## begin Reading passage

At Days of Wonder we are huge fans of MySQL (and since about a year of the various Open Query, Percona, Google or other community patches), up to the point we’re using MySQL for about everything in production.

But since we moved to 5.0, back 3 years ago our production databases which hold our website and online game systems has a unique issue: the mysqld process uses more and more RAM, up to the point where the kernel OOM decide to kill the process.

You’d certainly think we are complete morons because we didn’t do anything in the last 3 years to fix the issue :-)

Unfortunately, I never couldn’t replicate the issue in the lab, mainly because it is difficult to replicate the exact same load the production server sees (mainly because of the online games activity).

During those 3 years, I tried everything I could, from using other allocators, valgrind, debug builds and so on, without any success.

What is nice, is that we moved to an OurDelta build about a year ago, where InnoDB is able to print more memory statistics than the default MySQL version.

## end Reading passage

▸ **To do**
#1 Format the records as a JSON list of strings, one string per line and with blank lines omitted, starting at the line that contains "Can you find the brown" and running through the end of the records.
#2 Resume the piece on MySQL's growing memory use, picking up right after its last sentence.

## begin Records shown

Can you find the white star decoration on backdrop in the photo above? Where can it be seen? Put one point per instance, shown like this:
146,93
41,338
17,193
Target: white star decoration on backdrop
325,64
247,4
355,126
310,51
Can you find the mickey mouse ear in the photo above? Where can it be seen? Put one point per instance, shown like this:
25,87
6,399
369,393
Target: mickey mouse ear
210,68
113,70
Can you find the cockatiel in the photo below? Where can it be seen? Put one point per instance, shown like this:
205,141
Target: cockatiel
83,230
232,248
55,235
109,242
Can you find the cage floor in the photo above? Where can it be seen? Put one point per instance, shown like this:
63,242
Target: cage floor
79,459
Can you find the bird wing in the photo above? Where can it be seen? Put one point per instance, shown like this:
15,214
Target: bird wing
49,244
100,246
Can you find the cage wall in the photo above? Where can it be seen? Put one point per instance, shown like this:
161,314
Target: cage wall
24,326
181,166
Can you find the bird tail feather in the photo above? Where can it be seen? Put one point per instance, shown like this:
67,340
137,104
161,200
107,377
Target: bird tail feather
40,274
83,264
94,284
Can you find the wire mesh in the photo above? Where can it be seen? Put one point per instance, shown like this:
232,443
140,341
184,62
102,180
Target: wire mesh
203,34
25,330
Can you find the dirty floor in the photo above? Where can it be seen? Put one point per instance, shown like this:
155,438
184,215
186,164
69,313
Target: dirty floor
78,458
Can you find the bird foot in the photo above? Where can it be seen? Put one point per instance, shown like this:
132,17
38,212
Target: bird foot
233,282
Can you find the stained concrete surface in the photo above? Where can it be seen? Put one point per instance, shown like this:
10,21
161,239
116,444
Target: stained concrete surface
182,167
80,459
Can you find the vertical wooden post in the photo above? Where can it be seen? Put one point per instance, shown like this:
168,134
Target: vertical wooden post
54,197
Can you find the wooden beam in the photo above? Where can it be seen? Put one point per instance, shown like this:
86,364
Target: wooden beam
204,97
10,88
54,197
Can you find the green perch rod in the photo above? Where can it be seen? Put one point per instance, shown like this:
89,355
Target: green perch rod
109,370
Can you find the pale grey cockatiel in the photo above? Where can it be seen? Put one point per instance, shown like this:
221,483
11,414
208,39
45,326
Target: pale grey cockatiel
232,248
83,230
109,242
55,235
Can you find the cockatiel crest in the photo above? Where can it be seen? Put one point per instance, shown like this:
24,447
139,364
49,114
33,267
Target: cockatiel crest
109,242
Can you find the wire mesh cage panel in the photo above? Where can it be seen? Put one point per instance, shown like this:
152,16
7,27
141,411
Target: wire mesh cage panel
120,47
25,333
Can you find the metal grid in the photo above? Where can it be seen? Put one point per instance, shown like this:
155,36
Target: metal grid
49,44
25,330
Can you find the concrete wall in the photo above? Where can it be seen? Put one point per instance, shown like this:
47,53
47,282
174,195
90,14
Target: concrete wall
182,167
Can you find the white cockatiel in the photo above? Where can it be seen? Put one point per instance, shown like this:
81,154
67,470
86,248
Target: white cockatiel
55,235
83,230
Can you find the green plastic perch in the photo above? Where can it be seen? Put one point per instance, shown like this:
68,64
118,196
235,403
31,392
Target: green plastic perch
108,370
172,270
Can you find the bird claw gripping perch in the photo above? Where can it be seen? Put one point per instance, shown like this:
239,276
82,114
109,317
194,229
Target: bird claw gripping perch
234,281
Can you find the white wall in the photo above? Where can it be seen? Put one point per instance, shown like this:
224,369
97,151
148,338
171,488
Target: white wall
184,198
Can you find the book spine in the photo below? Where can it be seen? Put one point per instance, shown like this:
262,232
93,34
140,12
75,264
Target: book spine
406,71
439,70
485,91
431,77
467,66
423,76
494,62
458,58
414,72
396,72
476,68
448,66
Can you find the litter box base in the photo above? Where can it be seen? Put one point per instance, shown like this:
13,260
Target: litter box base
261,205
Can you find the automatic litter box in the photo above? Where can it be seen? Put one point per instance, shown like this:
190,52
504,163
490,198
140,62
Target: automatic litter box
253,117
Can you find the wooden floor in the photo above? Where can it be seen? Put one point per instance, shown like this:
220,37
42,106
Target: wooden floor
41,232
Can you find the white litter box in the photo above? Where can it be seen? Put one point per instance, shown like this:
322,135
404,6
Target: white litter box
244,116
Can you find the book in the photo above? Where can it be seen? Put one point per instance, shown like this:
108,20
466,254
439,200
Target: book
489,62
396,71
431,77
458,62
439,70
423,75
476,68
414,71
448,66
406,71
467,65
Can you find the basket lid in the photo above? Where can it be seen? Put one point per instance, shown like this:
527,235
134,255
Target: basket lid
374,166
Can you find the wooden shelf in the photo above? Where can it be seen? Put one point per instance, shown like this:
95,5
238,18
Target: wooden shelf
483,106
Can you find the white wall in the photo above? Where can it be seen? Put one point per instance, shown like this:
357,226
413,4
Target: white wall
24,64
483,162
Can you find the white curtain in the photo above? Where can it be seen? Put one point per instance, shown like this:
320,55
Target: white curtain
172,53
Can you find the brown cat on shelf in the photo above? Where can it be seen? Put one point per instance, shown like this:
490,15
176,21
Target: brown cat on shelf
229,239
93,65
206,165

## end Records shown

▸ **Per-task answers**
#1
[
  "Can you find the brown cat on shelf in the photo above? Where can it be seen? Put one point per instance, shown like this:",
  "490,15",
  "176,21",
  "Target: brown cat on shelf",
  "229,239",
  "93,65",
  "206,165"
]

#2
For instance it shows

Internal hash tables (constant factor + variable factor)
    Adaptive hash index 1455381240      (118999688 + 1336381552)
    Page hash           7438328
    Dictionary cache    281544240       (89251896 + 192292344)
    File system         254712  (82672 + 172040)
    Lock system         18597112        (18594536 + 2576)
    Recovery system     0       (0 + 0)
    Threads             408056  (406936 + 1120)
    innodb_io_pattern   0       (0 + 0)

Back several month ago, I analyzed this output just to see what figures were growing, and found that the Dictionary Cache variable part was increasing (slowly but definitely).

Sure fine MySQL experts would have been able to tell me exactly what, when and where the problem was, but since I’m not familiar with the code-base, I looked up what this number was and where it was increased (all in dict0dict.c) and added some logs each time it was increased.

I then installed this version for a quite long time (just to check it wouldn’t crash on production) on a slave server. But this server didn’t print anything interesting because it doesn’t see the exact same load the production masters.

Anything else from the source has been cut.